* _ASSIGNMENT_: Quote the records in full and leave their pictures out.
*****
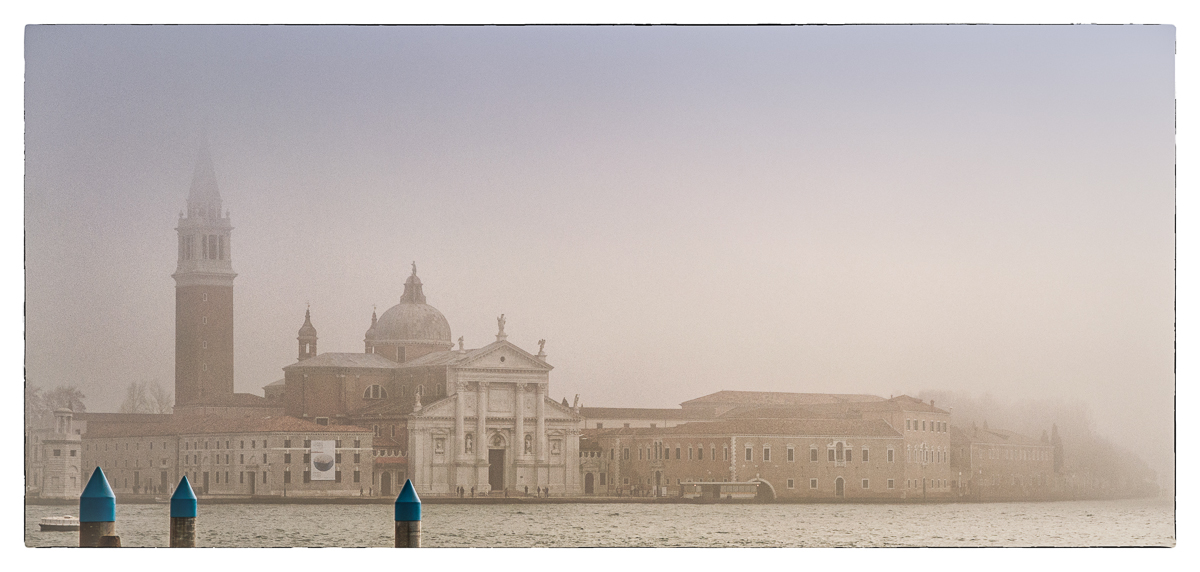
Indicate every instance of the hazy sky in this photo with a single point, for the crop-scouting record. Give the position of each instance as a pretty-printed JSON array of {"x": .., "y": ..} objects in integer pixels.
[{"x": 676, "y": 210}]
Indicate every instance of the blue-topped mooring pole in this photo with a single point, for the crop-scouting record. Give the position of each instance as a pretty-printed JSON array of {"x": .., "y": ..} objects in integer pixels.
[
  {"x": 183, "y": 516},
  {"x": 97, "y": 512},
  {"x": 408, "y": 517}
]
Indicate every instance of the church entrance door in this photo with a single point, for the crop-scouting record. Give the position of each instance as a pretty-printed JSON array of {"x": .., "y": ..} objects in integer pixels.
[{"x": 496, "y": 468}]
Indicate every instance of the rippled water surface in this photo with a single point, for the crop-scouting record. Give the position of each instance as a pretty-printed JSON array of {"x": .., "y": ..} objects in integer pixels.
[{"x": 1068, "y": 523}]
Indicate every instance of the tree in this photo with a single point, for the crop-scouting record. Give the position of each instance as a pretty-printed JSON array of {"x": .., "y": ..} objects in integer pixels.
[
  {"x": 147, "y": 397},
  {"x": 35, "y": 404},
  {"x": 65, "y": 396},
  {"x": 161, "y": 399},
  {"x": 136, "y": 398}
]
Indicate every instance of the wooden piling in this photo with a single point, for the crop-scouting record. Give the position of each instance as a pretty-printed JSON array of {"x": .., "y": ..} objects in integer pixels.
[
  {"x": 109, "y": 541},
  {"x": 97, "y": 513},
  {"x": 183, "y": 516},
  {"x": 408, "y": 517}
]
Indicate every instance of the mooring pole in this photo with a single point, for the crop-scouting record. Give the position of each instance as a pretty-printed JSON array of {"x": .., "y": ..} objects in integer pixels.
[
  {"x": 183, "y": 516},
  {"x": 408, "y": 517},
  {"x": 97, "y": 513}
]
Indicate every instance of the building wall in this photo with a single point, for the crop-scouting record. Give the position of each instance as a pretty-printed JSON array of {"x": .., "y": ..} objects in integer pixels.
[
  {"x": 275, "y": 462},
  {"x": 928, "y": 471},
  {"x": 634, "y": 464},
  {"x": 1002, "y": 471},
  {"x": 203, "y": 343}
]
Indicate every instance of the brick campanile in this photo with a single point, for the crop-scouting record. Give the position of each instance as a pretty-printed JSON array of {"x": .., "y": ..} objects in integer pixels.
[{"x": 203, "y": 295}]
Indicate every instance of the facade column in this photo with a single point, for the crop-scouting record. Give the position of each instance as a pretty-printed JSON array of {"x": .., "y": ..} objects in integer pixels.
[
  {"x": 481, "y": 423},
  {"x": 460, "y": 426},
  {"x": 540, "y": 438},
  {"x": 520, "y": 421}
]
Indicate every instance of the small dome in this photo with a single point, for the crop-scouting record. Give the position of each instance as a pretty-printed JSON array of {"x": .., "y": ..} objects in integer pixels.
[{"x": 412, "y": 319}]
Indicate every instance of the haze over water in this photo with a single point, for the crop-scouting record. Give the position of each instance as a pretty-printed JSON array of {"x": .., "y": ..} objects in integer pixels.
[
  {"x": 676, "y": 210},
  {"x": 1144, "y": 522}
]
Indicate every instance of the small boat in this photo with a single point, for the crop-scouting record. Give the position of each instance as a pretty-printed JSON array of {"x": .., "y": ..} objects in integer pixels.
[{"x": 60, "y": 523}]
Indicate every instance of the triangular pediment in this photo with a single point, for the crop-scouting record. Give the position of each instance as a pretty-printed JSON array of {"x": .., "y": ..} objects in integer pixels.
[{"x": 503, "y": 355}]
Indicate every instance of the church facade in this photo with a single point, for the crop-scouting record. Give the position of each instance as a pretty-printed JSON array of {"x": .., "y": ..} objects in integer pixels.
[{"x": 471, "y": 421}]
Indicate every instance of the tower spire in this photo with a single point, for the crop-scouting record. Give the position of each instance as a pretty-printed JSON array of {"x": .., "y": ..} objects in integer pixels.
[
  {"x": 306, "y": 337},
  {"x": 203, "y": 294}
]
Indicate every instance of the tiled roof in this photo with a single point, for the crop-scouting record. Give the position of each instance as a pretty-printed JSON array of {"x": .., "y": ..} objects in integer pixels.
[
  {"x": 823, "y": 427},
  {"x": 385, "y": 443},
  {"x": 454, "y": 357},
  {"x": 636, "y": 413},
  {"x": 106, "y": 417},
  {"x": 390, "y": 407},
  {"x": 778, "y": 398},
  {"x": 245, "y": 399},
  {"x": 995, "y": 437},
  {"x": 330, "y": 359},
  {"x": 445, "y": 357},
  {"x": 199, "y": 425},
  {"x": 790, "y": 413}
]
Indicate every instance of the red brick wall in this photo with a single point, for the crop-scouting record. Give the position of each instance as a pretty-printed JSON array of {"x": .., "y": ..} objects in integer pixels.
[{"x": 203, "y": 343}]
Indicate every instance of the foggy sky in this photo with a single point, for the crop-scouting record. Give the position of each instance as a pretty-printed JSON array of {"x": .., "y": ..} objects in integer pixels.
[{"x": 676, "y": 210}]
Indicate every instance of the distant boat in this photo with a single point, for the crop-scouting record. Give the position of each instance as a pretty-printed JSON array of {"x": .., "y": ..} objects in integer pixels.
[{"x": 60, "y": 523}]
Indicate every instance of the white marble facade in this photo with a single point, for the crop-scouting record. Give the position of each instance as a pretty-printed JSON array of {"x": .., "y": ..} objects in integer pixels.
[{"x": 523, "y": 441}]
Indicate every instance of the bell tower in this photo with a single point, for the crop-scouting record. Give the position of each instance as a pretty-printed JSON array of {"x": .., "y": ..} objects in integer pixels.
[
  {"x": 203, "y": 294},
  {"x": 307, "y": 338}
]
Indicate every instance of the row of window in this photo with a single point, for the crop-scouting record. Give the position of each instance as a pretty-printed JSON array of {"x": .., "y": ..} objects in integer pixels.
[
  {"x": 213, "y": 247},
  {"x": 1009, "y": 453},
  {"x": 196, "y": 445},
  {"x": 924, "y": 425},
  {"x": 867, "y": 483},
  {"x": 933, "y": 483},
  {"x": 838, "y": 453},
  {"x": 924, "y": 453}
]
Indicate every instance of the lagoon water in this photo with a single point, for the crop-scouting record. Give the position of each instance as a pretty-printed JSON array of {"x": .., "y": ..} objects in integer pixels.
[{"x": 1143, "y": 522}]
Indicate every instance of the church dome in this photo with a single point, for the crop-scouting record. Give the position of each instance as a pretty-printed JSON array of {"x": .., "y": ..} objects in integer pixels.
[{"x": 412, "y": 320}]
*****
* _RESULT FOR THIS EXERCISE_:
Indicate every instance of the hazy sky in this photo with a single point, for the crop-scouting record. Give the position of each instance as a pretty-printed JSON array of {"x": .., "y": ..} objects in integer pixels.
[{"x": 676, "y": 210}]
Indicate every instance of the blue-topped mooring pole in this photo with a single point, for the crop-scouting record. Give the position of each instance as a pretty-printed JSON array of {"x": .., "y": ..} objects in integer pixels.
[
  {"x": 183, "y": 516},
  {"x": 97, "y": 512},
  {"x": 408, "y": 517}
]
Indicate every instance of the church entrance door in this photo with a single point, for the crop-scouting record. Give the position of each instance as a pretty-printed JSON array of {"x": .., "y": ..} objects in integer pixels.
[{"x": 496, "y": 468}]
Indicate every instance of the rippled water surface in this photo with a single point, for the crop-scouting record. Give the position of each instance as a pretty-printed JSON array of {"x": .., "y": ..} objects in integer pixels.
[{"x": 1068, "y": 523}]
Indicate every instance of the tree in this photo with a single point, for the crop-scouting record. Give the position of each instance as a pretty-printed JSON array of {"x": .., "y": ..} objects in integer pixels.
[
  {"x": 147, "y": 397},
  {"x": 35, "y": 404},
  {"x": 65, "y": 396},
  {"x": 161, "y": 399},
  {"x": 136, "y": 398}
]
Indicate every instance of the wooden piling in this photo with a single point, for the crop-scouting record. Give the position of each instance as a pretty-printed JSON array of {"x": .., "y": ..} objects in integer pixels.
[
  {"x": 109, "y": 541},
  {"x": 97, "y": 513},
  {"x": 183, "y": 516},
  {"x": 408, "y": 517}
]
Indicate every instance of the mooring pole in this photo with a single point, for the crop-scouting record. Give the position of each instance as a pretty-printed JSON array of {"x": .., "y": ..} objects in integer pixels.
[
  {"x": 183, "y": 516},
  {"x": 408, "y": 517},
  {"x": 97, "y": 513}
]
Indicate every instance of the building wall in this photo with a single point, for the crop-scouting record. Give the position of each instance as a pretty-printed JSON array of {"x": .., "y": ..} objects in integer pixels.
[
  {"x": 275, "y": 462},
  {"x": 928, "y": 471},
  {"x": 634, "y": 464},
  {"x": 1002, "y": 471},
  {"x": 203, "y": 343}
]
Indicate every instance of the brick campanile in this photo with a single point, for the crop-scouting record. Give the position of each instance as a pretty-printed JSON array of {"x": .., "y": ..} objects in integer pixels.
[{"x": 203, "y": 295}]
Indicate every instance of the facade column in this photo with a single point, for the crop-scouting record. Give the position of each instance as a pretty-printed JSON array of {"x": .., "y": ..} objects in integer pixels.
[
  {"x": 481, "y": 423},
  {"x": 460, "y": 426},
  {"x": 540, "y": 438},
  {"x": 520, "y": 421}
]
Indicate every instance of the small dome in this photo with a single point, for the crop-scouting record. Give the position of each instance as a pretty-printed JSON array of {"x": .., "y": ..} objects in integer pixels.
[{"x": 412, "y": 319}]
Indicate every instance of the haze over water in this photo with a single point, for the crop-scouting record. Give the position of each instance as a pretty-printed JSON array of {"x": .., "y": ..} objects in integer pixels.
[
  {"x": 676, "y": 210},
  {"x": 1144, "y": 522}
]
Indicate every instance of the small boat in this photo with a single point, for the crop-scouting record. Give the position of each instance as a pretty-printed JSON array of {"x": .., "y": ..} objects in integer pixels.
[{"x": 60, "y": 523}]
Indicate every instance of the triangular pediment in this photo with a single point, for the crop-scouting record. Give the position of each instance as a pretty-printed JSON array of {"x": .., "y": ..} objects in integer pixels.
[{"x": 503, "y": 355}]
Indicate every instance of the church facade in this photo with a single point, for the crop-scouting record. Give the position of each instance as a pretty-printed JSON array of {"x": .., "y": ..} objects in integer pixels.
[{"x": 471, "y": 421}]
Indicate every instance of the tower spire in this photo with a single point, for the crop-scouting record. Give the position of each instance as a pretty-printed JSON array of {"x": .., "y": ..} objects in integer pixels.
[
  {"x": 306, "y": 337},
  {"x": 203, "y": 294}
]
Indicate every instance of the tiled roof in this photo with a single point, for the crop-scouting record. Give the position of each instance as a pretty-printed JSON array of {"x": .., "y": ..} objects in integer pixels.
[
  {"x": 823, "y": 427},
  {"x": 385, "y": 443},
  {"x": 454, "y": 357},
  {"x": 636, "y": 413},
  {"x": 106, "y": 417},
  {"x": 390, "y": 407},
  {"x": 778, "y": 398},
  {"x": 245, "y": 399},
  {"x": 995, "y": 437},
  {"x": 330, "y": 359},
  {"x": 445, "y": 357},
  {"x": 199, "y": 425},
  {"x": 790, "y": 413}
]
Indicate every instance of the red brick wall in this photo with a single point, for the crop-scouting record. Give the position of each instance as a pretty-printed JSON array of {"x": .., "y": ..} objects in integer pixels.
[{"x": 203, "y": 343}]
Indicate every instance of the foggy sky in this photo with a single point, for the crop-scouting record. Give the position of each instance as a pretty-printed JSON array of {"x": .., "y": ..} objects in integer pixels.
[{"x": 676, "y": 210}]
Indicate every instance of the distant boat in this photo with a single point, for the crop-scouting record. Give the position of each instance as a pretty-printed JSON array of {"x": .., "y": ..} objects in integer pixels.
[{"x": 60, "y": 523}]
Indicate every instance of the white marble facade in this photo with a single point, for the crop-scouting record. Give the position of each instance as a pretty-printed JSON array of {"x": .., "y": ..} objects in integer pixels.
[{"x": 523, "y": 441}]
Indicate every instance of the bell tower in this photo with a single point, for the crop-scouting record. Give the position of each instance as a pretty-printed JSON array of {"x": .., "y": ..} objects in integer pixels.
[
  {"x": 203, "y": 294},
  {"x": 307, "y": 338}
]
Indicate every instance of the row of window in this photo with a single point, for the crop-scouting record. Give the position of each instance as a pretty-printed JSON array of {"x": .., "y": ..} objects in integer pixels.
[
  {"x": 213, "y": 247},
  {"x": 1009, "y": 453},
  {"x": 196, "y": 445},
  {"x": 924, "y": 425},
  {"x": 867, "y": 483},
  {"x": 933, "y": 483},
  {"x": 838, "y": 453},
  {"x": 924, "y": 453}
]
Indicate every instance of the lagoon water in this photo with a single point, for the crop-scouting record. Give the position of each instance as a pretty-printed JSON array of {"x": .., "y": ..} objects in integer pixels.
[{"x": 1143, "y": 522}]
Indicate every instance of the church dome in this photo with a single point, for the crop-scouting record. Give the position of each instance as a pretty-printed JSON array of {"x": .., "y": ..} objects in integer pixels.
[{"x": 412, "y": 320}]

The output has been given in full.